Directions:
Copy out again, unchanged, the line that contains "Query: dark gray skin" and every line after it down to the last line of the data.

[Image point grounding data]
- Opening Delimiter -

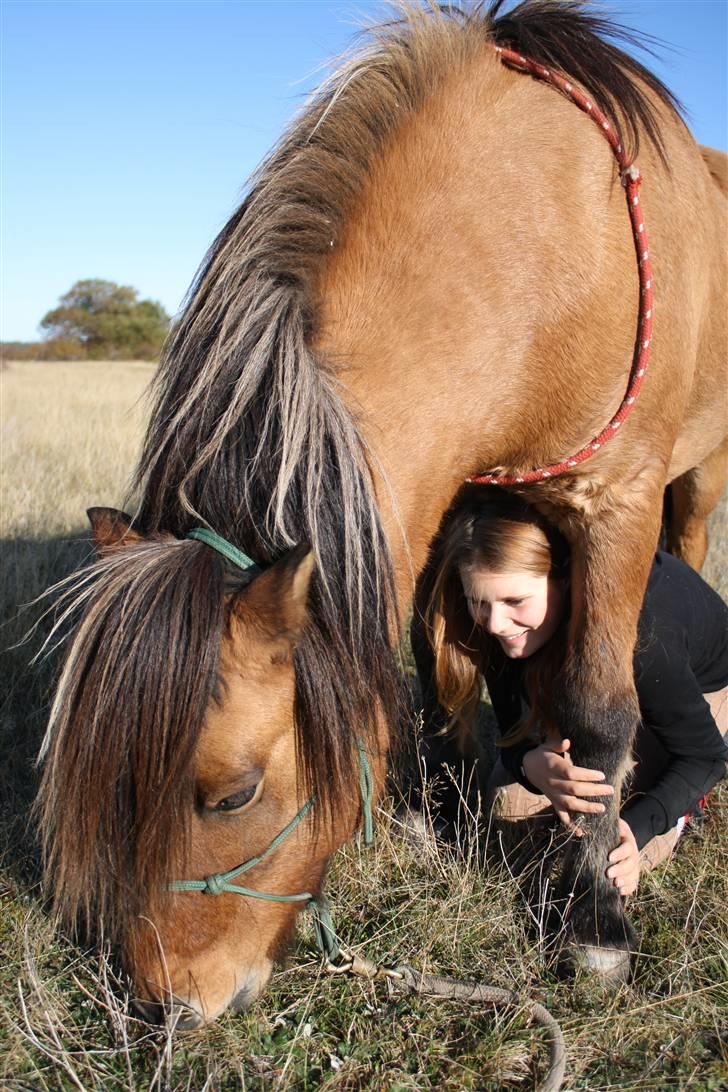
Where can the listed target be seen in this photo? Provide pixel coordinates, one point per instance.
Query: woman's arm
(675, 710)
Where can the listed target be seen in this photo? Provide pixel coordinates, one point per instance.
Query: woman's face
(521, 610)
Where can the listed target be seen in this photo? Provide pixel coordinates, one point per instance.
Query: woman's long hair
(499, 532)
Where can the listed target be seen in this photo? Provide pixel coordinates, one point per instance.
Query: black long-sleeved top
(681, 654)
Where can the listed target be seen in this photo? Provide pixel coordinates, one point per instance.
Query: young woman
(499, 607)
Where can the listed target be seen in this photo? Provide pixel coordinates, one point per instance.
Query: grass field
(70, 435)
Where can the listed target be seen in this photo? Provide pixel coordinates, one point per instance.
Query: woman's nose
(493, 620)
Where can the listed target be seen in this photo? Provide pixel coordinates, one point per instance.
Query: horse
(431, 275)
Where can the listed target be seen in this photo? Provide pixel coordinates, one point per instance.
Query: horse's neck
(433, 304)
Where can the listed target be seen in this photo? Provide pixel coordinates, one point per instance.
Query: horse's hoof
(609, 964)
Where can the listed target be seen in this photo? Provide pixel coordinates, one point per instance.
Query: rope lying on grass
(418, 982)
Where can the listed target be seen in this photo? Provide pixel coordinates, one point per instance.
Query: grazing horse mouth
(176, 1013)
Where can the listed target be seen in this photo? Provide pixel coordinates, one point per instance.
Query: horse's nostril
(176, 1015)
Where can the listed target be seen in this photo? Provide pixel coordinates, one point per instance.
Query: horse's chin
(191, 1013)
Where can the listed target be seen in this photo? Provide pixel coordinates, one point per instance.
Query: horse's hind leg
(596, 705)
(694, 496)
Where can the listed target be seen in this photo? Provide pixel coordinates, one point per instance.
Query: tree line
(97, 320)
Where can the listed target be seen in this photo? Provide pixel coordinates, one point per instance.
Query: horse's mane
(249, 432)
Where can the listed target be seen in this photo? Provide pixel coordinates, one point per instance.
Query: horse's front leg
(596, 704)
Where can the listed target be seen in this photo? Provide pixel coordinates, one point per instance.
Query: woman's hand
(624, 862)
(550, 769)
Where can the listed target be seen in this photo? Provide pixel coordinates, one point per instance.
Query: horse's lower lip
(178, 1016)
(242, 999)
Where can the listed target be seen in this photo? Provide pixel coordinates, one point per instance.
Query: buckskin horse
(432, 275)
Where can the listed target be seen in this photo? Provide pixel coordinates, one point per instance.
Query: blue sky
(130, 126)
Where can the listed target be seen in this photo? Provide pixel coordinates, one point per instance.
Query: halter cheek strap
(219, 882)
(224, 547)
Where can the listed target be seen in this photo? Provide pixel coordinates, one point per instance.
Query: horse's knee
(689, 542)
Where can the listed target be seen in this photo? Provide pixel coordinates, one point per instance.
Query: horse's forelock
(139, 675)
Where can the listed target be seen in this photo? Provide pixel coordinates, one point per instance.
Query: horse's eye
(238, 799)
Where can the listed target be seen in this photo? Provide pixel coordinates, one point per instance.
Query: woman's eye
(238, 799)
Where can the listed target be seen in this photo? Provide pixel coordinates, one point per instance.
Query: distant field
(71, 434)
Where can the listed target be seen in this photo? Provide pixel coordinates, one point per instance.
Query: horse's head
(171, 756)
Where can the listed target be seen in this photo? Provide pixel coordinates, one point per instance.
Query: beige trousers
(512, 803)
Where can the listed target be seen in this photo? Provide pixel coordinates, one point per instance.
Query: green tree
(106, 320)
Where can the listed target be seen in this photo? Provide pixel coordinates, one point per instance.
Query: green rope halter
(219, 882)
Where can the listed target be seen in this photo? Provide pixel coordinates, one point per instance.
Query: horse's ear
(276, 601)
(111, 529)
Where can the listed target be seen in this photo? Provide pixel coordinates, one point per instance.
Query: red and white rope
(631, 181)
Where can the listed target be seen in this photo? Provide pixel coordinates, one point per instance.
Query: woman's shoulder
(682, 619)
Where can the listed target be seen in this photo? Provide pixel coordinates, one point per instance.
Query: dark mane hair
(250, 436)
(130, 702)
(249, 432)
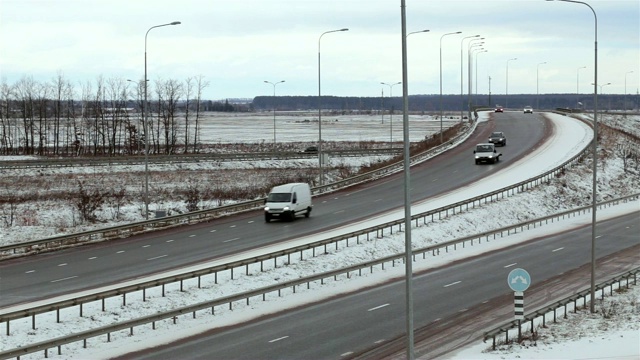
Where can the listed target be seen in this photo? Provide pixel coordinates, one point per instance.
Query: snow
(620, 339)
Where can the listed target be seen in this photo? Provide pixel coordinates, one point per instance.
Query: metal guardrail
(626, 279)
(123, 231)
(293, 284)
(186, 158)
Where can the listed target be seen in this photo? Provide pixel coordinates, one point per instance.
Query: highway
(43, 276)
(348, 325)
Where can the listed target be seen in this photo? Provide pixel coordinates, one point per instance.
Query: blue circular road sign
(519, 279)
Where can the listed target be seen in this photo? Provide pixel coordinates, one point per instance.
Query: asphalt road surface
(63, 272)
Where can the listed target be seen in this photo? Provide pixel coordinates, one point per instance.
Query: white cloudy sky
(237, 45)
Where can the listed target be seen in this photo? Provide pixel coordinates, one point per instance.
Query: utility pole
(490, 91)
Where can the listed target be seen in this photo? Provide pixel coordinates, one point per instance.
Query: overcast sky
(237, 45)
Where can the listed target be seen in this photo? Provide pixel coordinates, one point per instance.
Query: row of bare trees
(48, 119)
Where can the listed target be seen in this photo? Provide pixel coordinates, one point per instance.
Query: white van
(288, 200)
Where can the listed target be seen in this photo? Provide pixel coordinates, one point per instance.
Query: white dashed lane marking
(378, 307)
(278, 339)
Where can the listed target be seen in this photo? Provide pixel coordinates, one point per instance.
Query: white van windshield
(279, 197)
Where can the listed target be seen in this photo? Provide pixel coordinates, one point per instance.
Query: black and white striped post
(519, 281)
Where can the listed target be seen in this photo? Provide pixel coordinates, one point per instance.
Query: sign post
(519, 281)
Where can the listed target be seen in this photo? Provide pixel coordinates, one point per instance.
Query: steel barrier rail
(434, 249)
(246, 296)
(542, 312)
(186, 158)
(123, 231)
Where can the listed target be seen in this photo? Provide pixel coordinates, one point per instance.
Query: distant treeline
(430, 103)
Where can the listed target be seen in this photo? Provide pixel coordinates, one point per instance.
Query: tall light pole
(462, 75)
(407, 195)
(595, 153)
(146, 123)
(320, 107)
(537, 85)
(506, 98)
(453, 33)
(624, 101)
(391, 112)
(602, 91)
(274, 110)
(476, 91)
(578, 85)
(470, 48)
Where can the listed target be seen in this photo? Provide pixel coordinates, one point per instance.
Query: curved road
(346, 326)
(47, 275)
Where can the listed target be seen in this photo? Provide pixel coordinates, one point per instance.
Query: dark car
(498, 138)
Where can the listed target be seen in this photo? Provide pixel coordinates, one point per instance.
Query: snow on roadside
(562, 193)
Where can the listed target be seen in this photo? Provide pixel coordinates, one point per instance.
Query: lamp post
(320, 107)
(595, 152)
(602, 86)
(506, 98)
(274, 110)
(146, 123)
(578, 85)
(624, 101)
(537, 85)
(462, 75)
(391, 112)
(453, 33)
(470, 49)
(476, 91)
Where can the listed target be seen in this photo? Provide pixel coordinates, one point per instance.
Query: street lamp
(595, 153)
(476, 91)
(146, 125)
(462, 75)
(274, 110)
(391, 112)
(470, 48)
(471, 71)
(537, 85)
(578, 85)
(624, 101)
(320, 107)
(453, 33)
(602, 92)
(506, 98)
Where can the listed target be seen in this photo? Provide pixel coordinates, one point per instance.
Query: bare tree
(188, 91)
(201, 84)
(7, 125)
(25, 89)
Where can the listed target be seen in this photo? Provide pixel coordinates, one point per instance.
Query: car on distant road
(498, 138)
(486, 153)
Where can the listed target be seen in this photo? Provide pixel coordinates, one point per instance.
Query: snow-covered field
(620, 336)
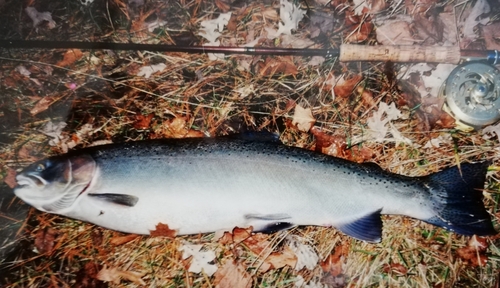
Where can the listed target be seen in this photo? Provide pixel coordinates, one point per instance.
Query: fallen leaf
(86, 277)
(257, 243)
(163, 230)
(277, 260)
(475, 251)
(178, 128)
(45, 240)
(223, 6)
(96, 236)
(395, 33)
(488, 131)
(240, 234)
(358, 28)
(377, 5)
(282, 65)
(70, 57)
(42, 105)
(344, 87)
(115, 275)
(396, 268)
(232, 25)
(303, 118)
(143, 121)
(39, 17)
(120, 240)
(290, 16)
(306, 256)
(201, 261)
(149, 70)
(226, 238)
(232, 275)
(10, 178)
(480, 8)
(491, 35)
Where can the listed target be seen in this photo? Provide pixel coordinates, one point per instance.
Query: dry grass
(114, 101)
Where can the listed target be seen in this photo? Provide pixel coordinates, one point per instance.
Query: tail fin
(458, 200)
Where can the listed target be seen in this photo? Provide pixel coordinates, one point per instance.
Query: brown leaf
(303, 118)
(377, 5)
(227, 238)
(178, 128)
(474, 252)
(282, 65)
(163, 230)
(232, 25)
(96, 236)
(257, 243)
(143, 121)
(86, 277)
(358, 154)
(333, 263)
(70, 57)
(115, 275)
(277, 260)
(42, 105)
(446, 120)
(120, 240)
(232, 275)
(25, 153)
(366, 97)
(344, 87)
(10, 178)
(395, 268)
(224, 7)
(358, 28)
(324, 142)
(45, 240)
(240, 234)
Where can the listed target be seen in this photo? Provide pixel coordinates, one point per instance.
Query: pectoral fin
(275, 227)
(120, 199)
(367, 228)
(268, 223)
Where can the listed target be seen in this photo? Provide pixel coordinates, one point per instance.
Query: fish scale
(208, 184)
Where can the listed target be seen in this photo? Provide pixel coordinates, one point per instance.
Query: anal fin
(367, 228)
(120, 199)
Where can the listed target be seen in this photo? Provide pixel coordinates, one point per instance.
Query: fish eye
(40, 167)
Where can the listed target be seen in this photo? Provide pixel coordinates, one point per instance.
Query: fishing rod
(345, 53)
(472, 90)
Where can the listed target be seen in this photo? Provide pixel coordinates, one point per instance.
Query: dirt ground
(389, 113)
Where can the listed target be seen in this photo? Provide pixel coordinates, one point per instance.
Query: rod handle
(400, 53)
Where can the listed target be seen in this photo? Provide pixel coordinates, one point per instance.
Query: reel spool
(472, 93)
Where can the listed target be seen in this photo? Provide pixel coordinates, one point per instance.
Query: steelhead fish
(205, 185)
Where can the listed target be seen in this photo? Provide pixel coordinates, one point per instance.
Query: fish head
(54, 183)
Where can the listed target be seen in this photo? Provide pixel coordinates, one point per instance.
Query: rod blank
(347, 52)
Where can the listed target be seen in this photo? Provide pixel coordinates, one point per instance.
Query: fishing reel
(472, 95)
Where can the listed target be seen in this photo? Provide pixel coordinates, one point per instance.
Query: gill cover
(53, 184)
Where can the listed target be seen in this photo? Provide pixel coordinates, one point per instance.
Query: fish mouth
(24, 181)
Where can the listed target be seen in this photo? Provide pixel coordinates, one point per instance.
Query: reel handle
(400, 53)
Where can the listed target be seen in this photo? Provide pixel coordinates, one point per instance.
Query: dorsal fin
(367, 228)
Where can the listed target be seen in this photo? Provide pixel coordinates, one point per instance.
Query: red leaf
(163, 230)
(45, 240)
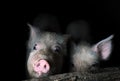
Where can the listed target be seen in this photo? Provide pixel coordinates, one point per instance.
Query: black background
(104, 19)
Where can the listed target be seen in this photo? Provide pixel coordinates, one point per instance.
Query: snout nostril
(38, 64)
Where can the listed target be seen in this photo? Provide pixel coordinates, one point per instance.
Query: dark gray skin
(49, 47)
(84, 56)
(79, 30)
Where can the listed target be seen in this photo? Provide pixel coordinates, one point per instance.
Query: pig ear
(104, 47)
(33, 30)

- Closing Delimiter -

Written response:
Query: dark gray skin
(49, 47)
(84, 56)
(79, 30)
Where can the listed target be seen in this photo? Provide pixel coordinates, one point per instance.
Query: pig ear
(104, 47)
(33, 30)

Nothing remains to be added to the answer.